**THE REQUEST**
Reproduce verbatim the final portion of the material below, from the line containing "Exercise. Identify every instance of the stone wall" through its last line, and nothing else.

Excerpts of pointing data:
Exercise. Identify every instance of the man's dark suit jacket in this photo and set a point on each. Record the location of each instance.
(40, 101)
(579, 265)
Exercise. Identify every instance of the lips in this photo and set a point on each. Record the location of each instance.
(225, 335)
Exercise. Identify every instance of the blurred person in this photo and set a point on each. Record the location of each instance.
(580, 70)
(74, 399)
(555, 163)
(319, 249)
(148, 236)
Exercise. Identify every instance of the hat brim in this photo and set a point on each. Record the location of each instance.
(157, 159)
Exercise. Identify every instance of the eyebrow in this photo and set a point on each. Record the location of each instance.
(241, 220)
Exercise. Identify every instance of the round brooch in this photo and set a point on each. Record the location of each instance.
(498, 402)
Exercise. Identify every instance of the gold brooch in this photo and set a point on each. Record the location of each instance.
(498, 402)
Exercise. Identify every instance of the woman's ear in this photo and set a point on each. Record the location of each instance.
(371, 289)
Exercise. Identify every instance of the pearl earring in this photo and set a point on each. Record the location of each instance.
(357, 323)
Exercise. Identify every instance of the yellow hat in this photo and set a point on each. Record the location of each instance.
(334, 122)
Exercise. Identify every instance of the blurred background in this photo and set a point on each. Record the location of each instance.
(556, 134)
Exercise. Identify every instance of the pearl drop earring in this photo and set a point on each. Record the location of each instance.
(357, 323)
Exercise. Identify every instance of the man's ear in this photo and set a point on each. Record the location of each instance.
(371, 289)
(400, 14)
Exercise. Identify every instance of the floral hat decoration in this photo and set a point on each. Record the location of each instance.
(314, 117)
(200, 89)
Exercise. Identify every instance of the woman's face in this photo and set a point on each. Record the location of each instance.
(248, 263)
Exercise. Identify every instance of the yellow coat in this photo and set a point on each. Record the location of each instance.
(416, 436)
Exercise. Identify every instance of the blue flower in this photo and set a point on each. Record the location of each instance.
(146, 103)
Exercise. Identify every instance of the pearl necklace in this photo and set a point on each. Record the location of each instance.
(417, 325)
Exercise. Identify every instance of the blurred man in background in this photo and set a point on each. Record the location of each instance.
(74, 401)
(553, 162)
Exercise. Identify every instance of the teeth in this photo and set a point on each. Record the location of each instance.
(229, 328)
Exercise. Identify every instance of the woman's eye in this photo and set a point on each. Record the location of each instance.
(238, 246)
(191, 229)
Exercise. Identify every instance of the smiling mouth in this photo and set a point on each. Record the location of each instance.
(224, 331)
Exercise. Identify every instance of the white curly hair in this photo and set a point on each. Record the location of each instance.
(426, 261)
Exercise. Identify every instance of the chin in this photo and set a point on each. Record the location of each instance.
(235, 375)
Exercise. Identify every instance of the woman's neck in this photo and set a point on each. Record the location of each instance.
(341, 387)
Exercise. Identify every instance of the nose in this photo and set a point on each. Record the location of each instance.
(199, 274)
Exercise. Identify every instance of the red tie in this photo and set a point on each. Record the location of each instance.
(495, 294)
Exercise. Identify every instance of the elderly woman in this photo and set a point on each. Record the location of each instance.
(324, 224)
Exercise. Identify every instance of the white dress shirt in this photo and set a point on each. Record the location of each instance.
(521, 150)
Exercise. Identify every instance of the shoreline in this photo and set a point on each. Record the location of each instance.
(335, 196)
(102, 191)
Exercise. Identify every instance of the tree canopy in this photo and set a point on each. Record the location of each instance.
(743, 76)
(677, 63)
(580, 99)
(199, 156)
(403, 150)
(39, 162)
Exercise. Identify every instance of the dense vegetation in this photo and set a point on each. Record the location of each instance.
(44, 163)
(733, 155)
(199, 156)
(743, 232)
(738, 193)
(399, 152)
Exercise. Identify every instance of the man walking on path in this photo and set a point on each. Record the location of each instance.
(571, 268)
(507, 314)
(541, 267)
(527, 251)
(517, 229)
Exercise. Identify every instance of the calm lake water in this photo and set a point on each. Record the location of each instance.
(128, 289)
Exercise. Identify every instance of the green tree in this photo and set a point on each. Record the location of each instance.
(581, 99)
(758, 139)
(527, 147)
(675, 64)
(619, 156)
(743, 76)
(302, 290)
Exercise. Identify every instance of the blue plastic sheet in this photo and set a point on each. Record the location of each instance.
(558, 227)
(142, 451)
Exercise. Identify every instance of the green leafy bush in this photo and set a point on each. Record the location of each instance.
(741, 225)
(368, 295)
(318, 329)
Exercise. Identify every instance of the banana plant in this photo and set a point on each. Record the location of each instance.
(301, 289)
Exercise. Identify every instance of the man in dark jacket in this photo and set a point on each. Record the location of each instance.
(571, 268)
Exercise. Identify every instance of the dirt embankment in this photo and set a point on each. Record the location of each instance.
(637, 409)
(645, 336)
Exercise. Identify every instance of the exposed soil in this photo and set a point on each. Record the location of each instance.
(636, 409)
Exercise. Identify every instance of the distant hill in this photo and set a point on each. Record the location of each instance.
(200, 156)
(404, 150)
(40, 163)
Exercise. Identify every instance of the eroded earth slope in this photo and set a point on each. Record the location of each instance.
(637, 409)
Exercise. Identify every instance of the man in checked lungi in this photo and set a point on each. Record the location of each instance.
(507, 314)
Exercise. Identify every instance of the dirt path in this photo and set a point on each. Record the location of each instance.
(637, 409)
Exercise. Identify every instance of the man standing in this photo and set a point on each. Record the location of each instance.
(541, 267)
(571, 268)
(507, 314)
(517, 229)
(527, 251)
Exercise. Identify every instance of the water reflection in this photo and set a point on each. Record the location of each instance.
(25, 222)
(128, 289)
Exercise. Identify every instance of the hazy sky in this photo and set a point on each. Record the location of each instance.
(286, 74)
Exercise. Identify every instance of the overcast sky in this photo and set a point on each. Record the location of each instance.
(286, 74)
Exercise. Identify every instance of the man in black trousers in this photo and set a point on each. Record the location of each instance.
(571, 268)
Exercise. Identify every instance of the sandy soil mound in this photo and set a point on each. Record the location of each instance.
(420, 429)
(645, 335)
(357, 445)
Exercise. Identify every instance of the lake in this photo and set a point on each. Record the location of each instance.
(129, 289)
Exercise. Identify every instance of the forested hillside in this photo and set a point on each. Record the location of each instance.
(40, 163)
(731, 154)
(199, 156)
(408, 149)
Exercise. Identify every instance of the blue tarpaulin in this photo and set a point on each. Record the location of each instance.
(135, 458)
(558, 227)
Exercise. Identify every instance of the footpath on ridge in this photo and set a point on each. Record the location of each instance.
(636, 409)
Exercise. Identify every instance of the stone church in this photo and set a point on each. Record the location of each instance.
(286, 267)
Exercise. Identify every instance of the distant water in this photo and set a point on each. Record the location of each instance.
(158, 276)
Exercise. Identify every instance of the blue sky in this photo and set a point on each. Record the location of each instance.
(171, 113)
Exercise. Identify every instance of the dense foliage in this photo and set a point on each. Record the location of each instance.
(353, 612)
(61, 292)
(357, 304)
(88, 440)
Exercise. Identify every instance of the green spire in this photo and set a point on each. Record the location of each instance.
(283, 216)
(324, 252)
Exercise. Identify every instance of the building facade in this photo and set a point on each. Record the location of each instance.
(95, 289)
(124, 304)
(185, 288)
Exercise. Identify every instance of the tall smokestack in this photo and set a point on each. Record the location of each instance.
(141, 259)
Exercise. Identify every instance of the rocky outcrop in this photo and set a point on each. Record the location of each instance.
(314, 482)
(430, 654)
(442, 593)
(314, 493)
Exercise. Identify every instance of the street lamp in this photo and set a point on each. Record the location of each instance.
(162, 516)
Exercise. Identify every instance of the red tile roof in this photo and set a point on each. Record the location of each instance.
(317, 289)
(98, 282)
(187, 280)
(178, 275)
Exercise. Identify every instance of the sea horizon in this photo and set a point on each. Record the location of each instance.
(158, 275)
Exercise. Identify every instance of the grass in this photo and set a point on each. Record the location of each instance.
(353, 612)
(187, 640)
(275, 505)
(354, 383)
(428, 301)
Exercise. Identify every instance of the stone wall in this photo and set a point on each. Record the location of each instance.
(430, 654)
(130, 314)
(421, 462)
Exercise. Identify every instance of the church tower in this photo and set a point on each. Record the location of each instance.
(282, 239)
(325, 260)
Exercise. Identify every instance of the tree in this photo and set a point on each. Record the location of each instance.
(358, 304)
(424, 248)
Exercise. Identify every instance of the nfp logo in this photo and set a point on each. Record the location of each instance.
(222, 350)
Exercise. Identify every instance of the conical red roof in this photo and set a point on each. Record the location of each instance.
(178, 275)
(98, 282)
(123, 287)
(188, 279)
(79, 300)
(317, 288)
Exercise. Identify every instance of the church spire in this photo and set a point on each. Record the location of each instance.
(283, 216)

**WRITTEN RESPONSE**
Exercise. Identify every instance of the stone wall in this photo and set a point on each. Record the location of each instance.
(430, 654)
(130, 314)
(421, 462)
Exercise. Identify every instance of the church tower in this photo and set a point on each. Record the location of each instance.
(282, 239)
(325, 260)
Exercise. Identify every instance of the tree in this photo and set a point on each. Record the location of each instance.
(358, 304)
(424, 248)
Exercise. Identify every instance of the nfp logo in this photo and set a point on each. Record the location of each instance.
(222, 350)
Exercise. Identify every instance of the conical red roof in this photo and set a point on each. Record the location of each instance.
(178, 275)
(98, 282)
(123, 287)
(188, 279)
(79, 300)
(317, 288)
Exercise. Identify every instance of the church spire in this photo and set a point on each. Record the location of each instance.
(283, 216)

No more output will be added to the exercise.